=== Exercise material ===
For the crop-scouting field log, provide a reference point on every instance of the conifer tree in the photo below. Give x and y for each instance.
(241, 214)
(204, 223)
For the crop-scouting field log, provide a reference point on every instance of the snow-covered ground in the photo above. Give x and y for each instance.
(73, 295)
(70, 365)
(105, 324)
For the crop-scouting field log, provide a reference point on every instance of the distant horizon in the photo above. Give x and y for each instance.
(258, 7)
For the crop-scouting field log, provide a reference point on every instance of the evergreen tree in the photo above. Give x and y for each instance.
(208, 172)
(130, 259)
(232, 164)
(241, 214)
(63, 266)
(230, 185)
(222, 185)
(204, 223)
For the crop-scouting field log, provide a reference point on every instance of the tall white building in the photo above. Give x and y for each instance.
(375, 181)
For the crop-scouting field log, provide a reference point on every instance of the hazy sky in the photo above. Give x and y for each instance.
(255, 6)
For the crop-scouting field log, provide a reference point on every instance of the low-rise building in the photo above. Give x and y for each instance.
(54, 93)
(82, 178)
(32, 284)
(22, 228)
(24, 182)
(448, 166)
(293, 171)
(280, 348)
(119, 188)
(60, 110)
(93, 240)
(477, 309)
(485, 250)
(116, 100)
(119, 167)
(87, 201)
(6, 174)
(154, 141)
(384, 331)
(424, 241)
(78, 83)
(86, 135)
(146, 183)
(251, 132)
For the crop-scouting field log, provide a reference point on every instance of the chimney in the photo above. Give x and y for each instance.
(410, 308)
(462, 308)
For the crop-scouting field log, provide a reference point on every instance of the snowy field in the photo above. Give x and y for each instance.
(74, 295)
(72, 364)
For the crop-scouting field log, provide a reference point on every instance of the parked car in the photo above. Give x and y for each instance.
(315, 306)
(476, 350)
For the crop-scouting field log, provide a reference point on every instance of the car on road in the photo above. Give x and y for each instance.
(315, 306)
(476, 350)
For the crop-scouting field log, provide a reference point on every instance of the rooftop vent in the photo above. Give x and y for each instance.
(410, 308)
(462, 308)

=== Required work ===
Would you return exactly the lines from the one containing "of the chimney" through the end of the listing, both included, and only them?

=== Problem solution ===
For the crop-scouting field log, provide a reference point on every instance of the chimney in the photo above. Give x and y for each instance.
(410, 308)
(462, 308)
For the crop-scouting field log, provide a reference point on every instance of the snowy field in the photo above. Give x and y for each instance.
(74, 295)
(72, 364)
For the crop-scouting field log, provide a reference point on every instance of the parked car in the photo above. Give x and y for each instance.
(315, 306)
(476, 350)
For the crop-scouting field log, provide a reference point on every instance of the car on road in the photo above. Give x and y for each instance.
(315, 306)
(476, 350)
For the crop-scouting field log, provide a reference point on every instance of the rooftop vent in the photo above. Give x and y for each instance.
(410, 308)
(462, 308)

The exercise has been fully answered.